DIRECTIONS FOR THIS TASK:
Each line of the material is to be written out exactly.
──────── INPUT
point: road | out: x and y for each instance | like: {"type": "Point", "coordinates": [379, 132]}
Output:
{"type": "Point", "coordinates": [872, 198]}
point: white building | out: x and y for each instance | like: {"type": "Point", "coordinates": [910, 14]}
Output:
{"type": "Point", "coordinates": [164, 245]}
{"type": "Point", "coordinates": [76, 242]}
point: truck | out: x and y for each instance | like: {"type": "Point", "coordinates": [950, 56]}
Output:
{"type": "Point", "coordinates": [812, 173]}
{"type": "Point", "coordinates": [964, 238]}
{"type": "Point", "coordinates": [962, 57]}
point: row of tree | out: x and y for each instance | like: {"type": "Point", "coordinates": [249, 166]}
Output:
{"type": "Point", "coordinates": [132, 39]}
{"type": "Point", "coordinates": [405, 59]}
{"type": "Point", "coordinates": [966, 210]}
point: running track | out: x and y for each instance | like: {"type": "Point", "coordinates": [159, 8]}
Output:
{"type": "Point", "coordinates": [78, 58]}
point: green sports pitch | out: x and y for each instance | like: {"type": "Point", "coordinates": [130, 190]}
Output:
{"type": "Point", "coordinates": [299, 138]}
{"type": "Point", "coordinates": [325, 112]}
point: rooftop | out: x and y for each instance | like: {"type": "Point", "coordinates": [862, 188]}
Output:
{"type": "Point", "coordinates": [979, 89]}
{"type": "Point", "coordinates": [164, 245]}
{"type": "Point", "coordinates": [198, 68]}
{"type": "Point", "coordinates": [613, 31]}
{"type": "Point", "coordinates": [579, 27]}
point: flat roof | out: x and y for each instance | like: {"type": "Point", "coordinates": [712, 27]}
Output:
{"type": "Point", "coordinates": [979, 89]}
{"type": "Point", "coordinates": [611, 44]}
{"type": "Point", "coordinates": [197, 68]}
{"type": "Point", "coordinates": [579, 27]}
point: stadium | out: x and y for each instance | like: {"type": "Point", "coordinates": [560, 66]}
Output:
────────────────
EXERCISE OUTPUT:
point: road | out: x and y for each instance | like: {"type": "Point", "coordinates": [379, 132]}
Output:
{"type": "Point", "coordinates": [872, 198]}
point: white building | out: x and y for each instance | like: {"type": "Point", "coordinates": [910, 14]}
Output:
{"type": "Point", "coordinates": [164, 245]}
{"type": "Point", "coordinates": [76, 242]}
point: truck | out: x and y for each instance | like: {"type": "Point", "coordinates": [950, 56]}
Output:
{"type": "Point", "coordinates": [812, 173]}
{"type": "Point", "coordinates": [964, 238]}
{"type": "Point", "coordinates": [962, 57]}
point: row of tree | out: x and y for each instance | like: {"type": "Point", "coordinates": [249, 166]}
Output:
{"type": "Point", "coordinates": [132, 39]}
{"type": "Point", "coordinates": [405, 59]}
{"type": "Point", "coordinates": [966, 210]}
point: running track | out: x and y for each instance | like: {"type": "Point", "coordinates": [159, 8]}
Output:
{"type": "Point", "coordinates": [78, 58]}
point: green sports pitch | out: x and y for each instance | like: {"type": "Point", "coordinates": [130, 190]}
Output:
{"type": "Point", "coordinates": [299, 138]}
{"type": "Point", "coordinates": [325, 112]}
point: rooftop | out: x and y for each instance | like: {"type": "Point", "coordinates": [862, 188]}
Output:
{"type": "Point", "coordinates": [979, 89]}
{"type": "Point", "coordinates": [164, 245]}
{"type": "Point", "coordinates": [198, 68]}
{"type": "Point", "coordinates": [613, 31]}
{"type": "Point", "coordinates": [579, 27]}
point: flat roof | out: x and y for each instance | like: {"type": "Point", "coordinates": [712, 27]}
Output:
{"type": "Point", "coordinates": [979, 89]}
{"type": "Point", "coordinates": [611, 44]}
{"type": "Point", "coordinates": [197, 68]}
{"type": "Point", "coordinates": [579, 27]}
point: stadium | out: x and y for each instance | like: {"type": "Point", "coordinates": [560, 66]}
Output:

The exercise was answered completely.